Reproduce exactly the lines from the line containing "the light green" through the end of the records below, including both ends, and nothing else.

# MATERIAL FOR THIS TASK
:::

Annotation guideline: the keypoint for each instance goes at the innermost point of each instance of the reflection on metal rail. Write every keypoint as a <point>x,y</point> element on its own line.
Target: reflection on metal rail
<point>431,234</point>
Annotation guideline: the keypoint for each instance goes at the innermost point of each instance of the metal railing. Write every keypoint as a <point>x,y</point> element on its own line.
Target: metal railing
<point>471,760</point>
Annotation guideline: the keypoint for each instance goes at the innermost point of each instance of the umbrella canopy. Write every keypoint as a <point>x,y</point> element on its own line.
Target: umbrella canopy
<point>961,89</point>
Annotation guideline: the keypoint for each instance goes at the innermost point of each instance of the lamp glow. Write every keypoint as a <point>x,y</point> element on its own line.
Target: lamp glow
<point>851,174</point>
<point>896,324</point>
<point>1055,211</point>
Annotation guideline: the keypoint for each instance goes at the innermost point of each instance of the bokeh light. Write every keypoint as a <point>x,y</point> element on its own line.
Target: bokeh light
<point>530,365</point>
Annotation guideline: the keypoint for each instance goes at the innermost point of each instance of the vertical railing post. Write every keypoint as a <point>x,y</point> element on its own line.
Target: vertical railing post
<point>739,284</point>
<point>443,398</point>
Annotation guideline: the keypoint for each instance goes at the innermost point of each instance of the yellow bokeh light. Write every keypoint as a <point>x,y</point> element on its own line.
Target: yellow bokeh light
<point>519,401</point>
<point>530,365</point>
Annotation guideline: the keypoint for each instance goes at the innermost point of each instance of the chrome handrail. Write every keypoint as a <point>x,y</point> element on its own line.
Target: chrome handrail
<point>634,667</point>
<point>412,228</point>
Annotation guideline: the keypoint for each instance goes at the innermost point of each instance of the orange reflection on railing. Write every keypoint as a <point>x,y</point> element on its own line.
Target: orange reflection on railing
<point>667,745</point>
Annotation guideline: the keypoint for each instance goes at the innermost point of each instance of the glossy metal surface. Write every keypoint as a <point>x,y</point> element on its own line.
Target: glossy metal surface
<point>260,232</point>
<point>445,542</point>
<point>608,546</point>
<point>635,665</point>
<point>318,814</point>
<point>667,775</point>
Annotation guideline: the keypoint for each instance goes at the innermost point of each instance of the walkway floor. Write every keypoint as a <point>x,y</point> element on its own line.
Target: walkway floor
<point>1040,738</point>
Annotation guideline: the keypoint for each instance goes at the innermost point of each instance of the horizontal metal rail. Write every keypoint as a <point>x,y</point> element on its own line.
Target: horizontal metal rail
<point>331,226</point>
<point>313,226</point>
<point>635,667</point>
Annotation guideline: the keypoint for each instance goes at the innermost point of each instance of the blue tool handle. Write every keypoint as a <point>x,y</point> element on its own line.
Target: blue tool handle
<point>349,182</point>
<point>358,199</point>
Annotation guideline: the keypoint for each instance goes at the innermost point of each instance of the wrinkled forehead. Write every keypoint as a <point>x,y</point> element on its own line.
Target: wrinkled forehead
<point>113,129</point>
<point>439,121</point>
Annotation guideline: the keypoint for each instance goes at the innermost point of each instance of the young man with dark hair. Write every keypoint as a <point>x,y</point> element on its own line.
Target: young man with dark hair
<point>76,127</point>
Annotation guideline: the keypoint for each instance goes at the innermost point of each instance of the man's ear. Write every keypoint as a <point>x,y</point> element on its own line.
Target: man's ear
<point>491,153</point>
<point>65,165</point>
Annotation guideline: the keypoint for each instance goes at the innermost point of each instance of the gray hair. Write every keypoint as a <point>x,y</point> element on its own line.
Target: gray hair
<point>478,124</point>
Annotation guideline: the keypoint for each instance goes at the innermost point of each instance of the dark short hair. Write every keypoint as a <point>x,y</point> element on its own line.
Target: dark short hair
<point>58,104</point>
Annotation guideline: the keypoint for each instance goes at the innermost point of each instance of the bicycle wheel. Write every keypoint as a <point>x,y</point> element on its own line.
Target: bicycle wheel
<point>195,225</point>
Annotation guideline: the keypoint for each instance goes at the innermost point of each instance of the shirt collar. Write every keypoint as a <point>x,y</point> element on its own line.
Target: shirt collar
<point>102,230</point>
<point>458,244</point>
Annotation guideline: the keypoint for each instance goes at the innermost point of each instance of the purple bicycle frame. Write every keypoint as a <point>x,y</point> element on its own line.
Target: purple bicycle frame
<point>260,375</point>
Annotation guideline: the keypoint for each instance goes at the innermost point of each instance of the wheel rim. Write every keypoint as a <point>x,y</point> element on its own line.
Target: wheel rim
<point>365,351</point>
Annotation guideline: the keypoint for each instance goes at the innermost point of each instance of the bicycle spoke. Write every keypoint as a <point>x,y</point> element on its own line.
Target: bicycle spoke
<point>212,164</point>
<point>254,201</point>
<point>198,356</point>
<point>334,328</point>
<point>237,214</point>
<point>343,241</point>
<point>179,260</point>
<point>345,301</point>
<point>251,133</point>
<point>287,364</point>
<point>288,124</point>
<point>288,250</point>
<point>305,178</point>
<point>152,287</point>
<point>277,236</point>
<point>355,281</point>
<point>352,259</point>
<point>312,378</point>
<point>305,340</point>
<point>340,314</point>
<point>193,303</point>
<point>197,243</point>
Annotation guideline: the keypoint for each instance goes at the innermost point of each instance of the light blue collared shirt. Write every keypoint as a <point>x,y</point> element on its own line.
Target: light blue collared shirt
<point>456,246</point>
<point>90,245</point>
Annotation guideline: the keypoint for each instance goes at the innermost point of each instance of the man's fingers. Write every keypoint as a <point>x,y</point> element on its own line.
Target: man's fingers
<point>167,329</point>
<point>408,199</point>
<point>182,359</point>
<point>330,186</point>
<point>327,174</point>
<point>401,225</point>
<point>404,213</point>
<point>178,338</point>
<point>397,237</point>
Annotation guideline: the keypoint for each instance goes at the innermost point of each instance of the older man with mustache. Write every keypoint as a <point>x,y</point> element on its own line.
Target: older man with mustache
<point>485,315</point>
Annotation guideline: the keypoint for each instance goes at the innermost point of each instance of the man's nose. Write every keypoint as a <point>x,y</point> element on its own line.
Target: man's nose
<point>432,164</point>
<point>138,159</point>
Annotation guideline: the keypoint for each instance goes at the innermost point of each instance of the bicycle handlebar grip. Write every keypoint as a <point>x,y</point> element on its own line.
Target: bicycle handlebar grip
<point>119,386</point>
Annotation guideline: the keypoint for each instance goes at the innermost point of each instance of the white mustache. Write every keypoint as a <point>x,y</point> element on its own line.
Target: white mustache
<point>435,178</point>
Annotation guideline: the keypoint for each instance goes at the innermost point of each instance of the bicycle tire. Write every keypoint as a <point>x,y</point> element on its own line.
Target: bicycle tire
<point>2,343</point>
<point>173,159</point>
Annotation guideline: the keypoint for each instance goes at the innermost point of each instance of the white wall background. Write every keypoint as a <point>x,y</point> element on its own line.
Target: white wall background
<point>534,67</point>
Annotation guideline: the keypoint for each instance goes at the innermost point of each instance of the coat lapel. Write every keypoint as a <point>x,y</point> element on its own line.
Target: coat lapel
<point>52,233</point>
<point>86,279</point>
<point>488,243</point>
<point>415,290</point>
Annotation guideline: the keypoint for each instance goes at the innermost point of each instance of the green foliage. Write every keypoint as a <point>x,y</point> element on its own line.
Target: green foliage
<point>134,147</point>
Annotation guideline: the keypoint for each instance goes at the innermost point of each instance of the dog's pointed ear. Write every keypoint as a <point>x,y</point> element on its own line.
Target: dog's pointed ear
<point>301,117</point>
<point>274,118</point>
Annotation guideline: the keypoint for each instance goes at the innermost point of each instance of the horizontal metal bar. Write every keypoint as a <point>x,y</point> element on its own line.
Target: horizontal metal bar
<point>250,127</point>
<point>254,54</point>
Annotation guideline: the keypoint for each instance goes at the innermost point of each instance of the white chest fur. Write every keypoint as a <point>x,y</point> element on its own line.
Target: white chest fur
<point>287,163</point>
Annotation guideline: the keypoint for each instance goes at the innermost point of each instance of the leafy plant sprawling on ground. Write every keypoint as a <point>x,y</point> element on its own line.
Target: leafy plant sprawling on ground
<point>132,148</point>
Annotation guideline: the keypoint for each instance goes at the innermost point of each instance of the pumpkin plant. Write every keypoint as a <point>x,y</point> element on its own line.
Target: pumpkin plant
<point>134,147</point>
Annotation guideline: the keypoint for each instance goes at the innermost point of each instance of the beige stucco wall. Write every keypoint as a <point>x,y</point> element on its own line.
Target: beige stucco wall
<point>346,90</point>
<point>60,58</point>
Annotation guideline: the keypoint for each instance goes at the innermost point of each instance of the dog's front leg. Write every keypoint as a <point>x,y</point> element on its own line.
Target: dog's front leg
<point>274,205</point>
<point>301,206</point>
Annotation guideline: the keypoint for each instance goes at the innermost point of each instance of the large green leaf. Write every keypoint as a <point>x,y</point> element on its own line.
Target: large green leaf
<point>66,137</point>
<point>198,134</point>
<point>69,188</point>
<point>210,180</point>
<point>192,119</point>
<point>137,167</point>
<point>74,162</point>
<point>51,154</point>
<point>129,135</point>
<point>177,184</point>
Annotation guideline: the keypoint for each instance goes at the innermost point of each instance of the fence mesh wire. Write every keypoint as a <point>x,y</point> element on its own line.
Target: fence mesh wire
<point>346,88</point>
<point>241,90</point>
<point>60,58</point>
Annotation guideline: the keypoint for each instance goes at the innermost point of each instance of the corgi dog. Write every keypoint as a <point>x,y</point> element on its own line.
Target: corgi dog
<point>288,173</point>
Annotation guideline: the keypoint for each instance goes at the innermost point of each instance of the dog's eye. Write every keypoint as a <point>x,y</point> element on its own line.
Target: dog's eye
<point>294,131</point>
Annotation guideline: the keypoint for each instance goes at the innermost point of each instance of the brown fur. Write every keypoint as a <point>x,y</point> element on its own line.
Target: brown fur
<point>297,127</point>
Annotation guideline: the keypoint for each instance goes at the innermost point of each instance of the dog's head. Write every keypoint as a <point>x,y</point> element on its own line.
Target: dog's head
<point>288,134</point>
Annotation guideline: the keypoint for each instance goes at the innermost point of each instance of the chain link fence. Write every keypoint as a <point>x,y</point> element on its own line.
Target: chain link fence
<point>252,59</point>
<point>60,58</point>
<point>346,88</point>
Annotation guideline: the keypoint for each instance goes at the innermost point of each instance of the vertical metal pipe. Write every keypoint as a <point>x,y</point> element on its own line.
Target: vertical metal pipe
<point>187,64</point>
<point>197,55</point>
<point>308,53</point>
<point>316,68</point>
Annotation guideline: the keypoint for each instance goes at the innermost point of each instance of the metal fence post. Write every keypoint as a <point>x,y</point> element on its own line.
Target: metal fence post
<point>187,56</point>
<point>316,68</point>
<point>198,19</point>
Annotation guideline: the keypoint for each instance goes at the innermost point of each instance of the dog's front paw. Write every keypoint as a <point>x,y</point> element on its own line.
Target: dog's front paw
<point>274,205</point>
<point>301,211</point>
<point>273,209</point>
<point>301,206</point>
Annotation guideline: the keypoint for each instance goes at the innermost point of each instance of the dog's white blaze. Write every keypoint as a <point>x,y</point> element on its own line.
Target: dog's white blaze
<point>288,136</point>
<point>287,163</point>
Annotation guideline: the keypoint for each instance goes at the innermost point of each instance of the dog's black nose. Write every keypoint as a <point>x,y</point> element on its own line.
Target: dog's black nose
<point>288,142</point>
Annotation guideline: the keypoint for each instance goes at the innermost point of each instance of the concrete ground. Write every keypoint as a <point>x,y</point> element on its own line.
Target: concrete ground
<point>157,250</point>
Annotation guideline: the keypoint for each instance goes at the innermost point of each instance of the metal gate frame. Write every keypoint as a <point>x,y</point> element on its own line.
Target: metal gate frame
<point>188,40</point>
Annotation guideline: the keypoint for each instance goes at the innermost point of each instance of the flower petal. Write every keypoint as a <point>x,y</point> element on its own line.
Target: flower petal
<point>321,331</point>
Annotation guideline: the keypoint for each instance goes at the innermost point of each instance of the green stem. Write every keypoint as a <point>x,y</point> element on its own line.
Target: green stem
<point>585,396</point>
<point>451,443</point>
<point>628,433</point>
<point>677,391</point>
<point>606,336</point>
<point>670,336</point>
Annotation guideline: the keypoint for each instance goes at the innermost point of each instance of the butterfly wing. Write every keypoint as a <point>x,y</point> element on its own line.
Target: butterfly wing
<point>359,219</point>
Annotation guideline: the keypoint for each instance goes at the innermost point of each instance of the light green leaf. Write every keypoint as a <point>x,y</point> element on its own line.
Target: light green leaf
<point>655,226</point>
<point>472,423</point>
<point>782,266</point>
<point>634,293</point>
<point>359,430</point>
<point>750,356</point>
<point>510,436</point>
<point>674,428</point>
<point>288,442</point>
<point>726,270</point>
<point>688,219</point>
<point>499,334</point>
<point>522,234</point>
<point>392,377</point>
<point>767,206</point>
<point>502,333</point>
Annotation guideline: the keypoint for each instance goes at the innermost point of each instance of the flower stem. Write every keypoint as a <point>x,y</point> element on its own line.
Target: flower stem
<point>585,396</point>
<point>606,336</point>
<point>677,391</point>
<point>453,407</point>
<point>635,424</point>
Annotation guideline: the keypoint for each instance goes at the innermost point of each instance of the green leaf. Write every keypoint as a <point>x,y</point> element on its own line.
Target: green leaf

:::

# WORKED SOLUTION
Annotation guideline: the keypoint for each instance goes at the innermost point of each instance of the light green leaf. Write every keypoint as a <point>x,y</point> element on its own line.
Target: light green leaf
<point>655,226</point>
<point>472,423</point>
<point>782,266</point>
<point>634,293</point>
<point>359,430</point>
<point>750,356</point>
<point>510,436</point>
<point>674,428</point>
<point>288,442</point>
<point>726,270</point>
<point>688,219</point>
<point>499,334</point>
<point>522,234</point>
<point>392,377</point>
<point>767,206</point>
<point>502,333</point>
Annotation guideline: the keypoint for each instance goes at the innermost point of each instance of the flower stem. Write every keypoint as a <point>x,y</point> element on its own line.
Target: flower stem
<point>585,396</point>
<point>606,336</point>
<point>677,391</point>
<point>453,407</point>
<point>635,424</point>
Annotation guideline: the keypoint for each instance goes at the innermost point of each instance of the green leaf. Write every keypoint as a <point>x,y</point> element on its own line.
Target: green leaf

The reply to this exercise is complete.